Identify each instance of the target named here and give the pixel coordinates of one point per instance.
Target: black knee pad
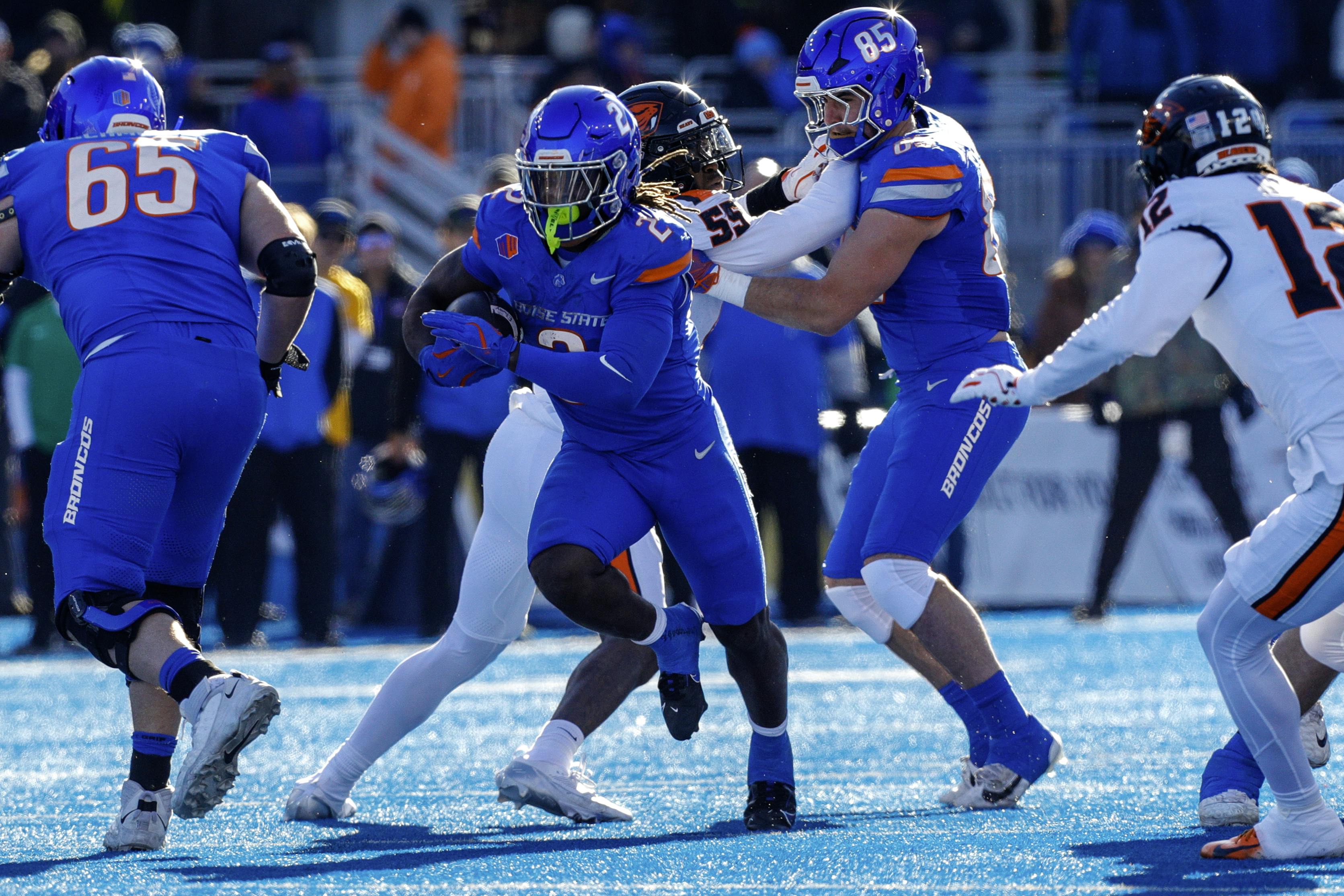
(747, 636)
(100, 621)
(186, 602)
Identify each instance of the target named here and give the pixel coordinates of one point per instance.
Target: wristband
(732, 288)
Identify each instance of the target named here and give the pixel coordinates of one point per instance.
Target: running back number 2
(82, 176)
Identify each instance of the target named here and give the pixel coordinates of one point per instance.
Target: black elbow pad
(289, 268)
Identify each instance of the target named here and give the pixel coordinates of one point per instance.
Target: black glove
(271, 373)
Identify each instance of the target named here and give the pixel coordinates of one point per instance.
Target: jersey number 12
(1309, 292)
(82, 176)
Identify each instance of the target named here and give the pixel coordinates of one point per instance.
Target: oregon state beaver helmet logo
(648, 115)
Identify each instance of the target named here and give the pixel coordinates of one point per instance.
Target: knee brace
(186, 602)
(855, 602)
(901, 588)
(101, 624)
(1324, 640)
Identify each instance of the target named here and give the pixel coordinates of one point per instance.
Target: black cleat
(771, 806)
(683, 703)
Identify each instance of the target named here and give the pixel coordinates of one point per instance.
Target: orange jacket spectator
(421, 88)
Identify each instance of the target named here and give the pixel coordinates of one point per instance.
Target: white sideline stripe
(794, 886)
(557, 683)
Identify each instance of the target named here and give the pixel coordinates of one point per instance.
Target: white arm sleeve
(16, 408)
(779, 237)
(1175, 275)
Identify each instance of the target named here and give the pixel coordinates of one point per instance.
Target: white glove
(800, 179)
(996, 385)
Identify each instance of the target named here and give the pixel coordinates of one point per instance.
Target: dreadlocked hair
(662, 195)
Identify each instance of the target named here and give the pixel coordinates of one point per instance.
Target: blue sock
(151, 759)
(971, 716)
(679, 647)
(771, 758)
(1233, 767)
(183, 671)
(999, 706)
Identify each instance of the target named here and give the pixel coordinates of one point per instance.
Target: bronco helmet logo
(647, 115)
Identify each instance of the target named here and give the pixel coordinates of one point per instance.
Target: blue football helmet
(870, 62)
(579, 163)
(105, 96)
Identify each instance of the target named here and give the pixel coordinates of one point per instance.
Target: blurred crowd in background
(799, 406)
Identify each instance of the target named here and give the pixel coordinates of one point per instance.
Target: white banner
(1035, 535)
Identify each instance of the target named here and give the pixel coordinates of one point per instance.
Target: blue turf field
(1132, 699)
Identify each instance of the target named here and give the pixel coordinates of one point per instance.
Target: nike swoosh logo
(612, 369)
(996, 796)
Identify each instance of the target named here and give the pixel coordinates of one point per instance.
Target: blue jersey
(127, 230)
(952, 297)
(565, 308)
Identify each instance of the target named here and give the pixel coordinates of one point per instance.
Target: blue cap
(1094, 225)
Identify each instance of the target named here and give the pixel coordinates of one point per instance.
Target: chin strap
(554, 218)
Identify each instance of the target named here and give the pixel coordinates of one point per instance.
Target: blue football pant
(162, 426)
(696, 491)
(924, 465)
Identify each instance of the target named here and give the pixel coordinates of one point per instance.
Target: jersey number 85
(84, 176)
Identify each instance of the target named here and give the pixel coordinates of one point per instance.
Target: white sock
(409, 696)
(1258, 695)
(557, 745)
(661, 624)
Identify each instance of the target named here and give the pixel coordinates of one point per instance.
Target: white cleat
(308, 802)
(998, 786)
(1316, 739)
(232, 712)
(552, 789)
(1312, 833)
(143, 821)
(1226, 809)
(964, 786)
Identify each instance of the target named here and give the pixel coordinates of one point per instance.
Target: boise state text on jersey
(565, 308)
(952, 296)
(163, 205)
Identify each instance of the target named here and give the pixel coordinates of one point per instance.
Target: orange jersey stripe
(939, 172)
(623, 565)
(1305, 571)
(671, 269)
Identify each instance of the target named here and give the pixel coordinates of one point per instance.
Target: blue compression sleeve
(635, 346)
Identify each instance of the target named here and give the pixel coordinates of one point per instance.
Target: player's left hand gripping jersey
(952, 297)
(125, 230)
(638, 268)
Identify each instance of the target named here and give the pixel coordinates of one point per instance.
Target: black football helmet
(674, 117)
(1202, 125)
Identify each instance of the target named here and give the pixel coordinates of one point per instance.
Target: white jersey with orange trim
(1258, 262)
(721, 228)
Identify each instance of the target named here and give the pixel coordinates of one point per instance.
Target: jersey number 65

● **WHAT IS EXPECTED**:
Your copy should hold every entry exactly as written, but none of the pictures.

● **SOLUTION BELOW**:
Identify each instance of the target named here and give the pixel coordinates of one point per instance.
Target: black knee pad
(747, 636)
(100, 621)
(186, 602)
Identify each instance of the target named here and give the pixel coordinates of one point per instance.
Target: wristband
(732, 288)
Identify each instance of the target named here and give the pixel coordinates of one point per instance.
Target: running back number 2
(82, 176)
Identify each instance of the target named here and give the pixel coordinates of one point per instance.
Target: black elbow pad
(289, 268)
Identify each instance of the target named here and give the pixel coordinates of one point per instance.
Target: black glove
(271, 373)
Identify each instance of the target named here and give the pixel coordinates of one point per instance.
Target: jersey number 12
(1309, 292)
(82, 176)
Identify each instance of the target named here and give the pixel coordinates of one point per instance.
Target: oregon state beaver helmet logo
(648, 115)
Identify each instance of the target named here and give the pixel coordinates of one point per instance.
Target: knee brace
(186, 602)
(855, 602)
(901, 588)
(101, 624)
(1324, 640)
Identify each instance of the target named here and give the pixel coordinates of one point per instance.
Target: black cleat
(771, 806)
(683, 703)
Identify each instance of the target named here and give the pixel coordinates of one point per instance.
Target: orange jacket spectator
(421, 88)
Identify each instance of the target named here and give the pixel coordinates of one point per instance.
Target: white sideline stripe
(794, 886)
(557, 683)
Identify each instance of the target named here and give the pixel coordinates of one point per instance.
Target: white arm sleeve
(16, 408)
(779, 237)
(1175, 275)
Identify each instance of the target named here and give the pixel coordinates of one point per instance.
Target: white glove
(800, 179)
(996, 385)
Identify each instance of the target named here and give the pixel coordinates of one point per instance.
Target: dreadlocked hair
(662, 195)
Identify each instance of the target named here and give the pixel coordinates of one point per instance.
Target: blue sock
(151, 759)
(971, 716)
(679, 647)
(771, 758)
(1233, 767)
(183, 671)
(999, 706)
Identify each instance of the target named here and give the pixel coordinates of one point per instance.
Target: bronco helmet logo
(647, 115)
Identify each instance of the target named here and give the pixel coordinates of one point per instance.
Target: blue football helmet
(870, 62)
(579, 163)
(105, 96)
Identify each instance of the target named here and give the pixel coordinates of one point per instance.
Target: blurred crowd in background
(799, 406)
Identify each instance of the target named here and give the pixel coordinates of one point per instance.
Target: white banner
(1035, 535)
Identify each instance of the target named here and give the pixel coordinates of one point per instance.
Target: blue turf field
(1132, 699)
Identify each instance of the target named here and give the pixel coordinates of one point per instance.
Target: nike swoosh logo
(612, 369)
(996, 796)
Identify each instance of the target named here and give the pixel coordinates of one point per instance.
Target: blue jersey
(127, 230)
(952, 297)
(565, 308)
Identify each instance of the target named here and give the pixel coordinates of one point per instance.
Target: blue cap
(1094, 225)
Identify each instance of the target named here and give the pixel coordinates of one point per instance.
Target: chin strap
(554, 218)
Identify each instance of the target named here and give the pixel coordinates of one point per instance.
Target: blue football pant
(162, 426)
(696, 491)
(924, 465)
Identify each instance of the target named here and give the pixel coordinates of one point per instance.
Target: jersey number 85
(84, 176)
Identify each instance of the target named here and give the pixel coordinates of one point per instance.
Target: white sock
(409, 696)
(1258, 695)
(557, 745)
(661, 624)
Identify each instance of the target named here and give the pixel coordinates of one point per instance.
Target: white cleat
(308, 802)
(998, 786)
(1316, 739)
(232, 712)
(552, 789)
(1312, 833)
(143, 821)
(1226, 809)
(964, 786)
Identify each instance of the target named here and give the pixel coordinates of one point per instance.
Target: boise state text on jersey
(565, 308)
(952, 296)
(163, 205)
Identify each instance of the target named here and give the pixel coordinates of one point per instance.
Target: orange jersey stripe
(939, 172)
(623, 565)
(1305, 571)
(671, 269)
Identify each instance of the target named here and give the pixel coordinates of one point per instance.
Target: blue compression sleeve
(635, 346)
Identify each instance of the target named here and give the pixel coordinates of one point per instance.
Target: player's left hand gripping jersey
(952, 297)
(125, 230)
(638, 268)
Identify each instance of the target named here and give the pixel coordinates of one point per instance.
Target: black football helmet
(674, 117)
(1202, 125)
Identify each instance of the target named here and give the pixel coordinates of one point per instance.
Target: white jersey with orange trim
(1258, 262)
(721, 228)
Identify each instance of the target named here and give the pixel coordinates of one point per instance.
Target: jersey number 65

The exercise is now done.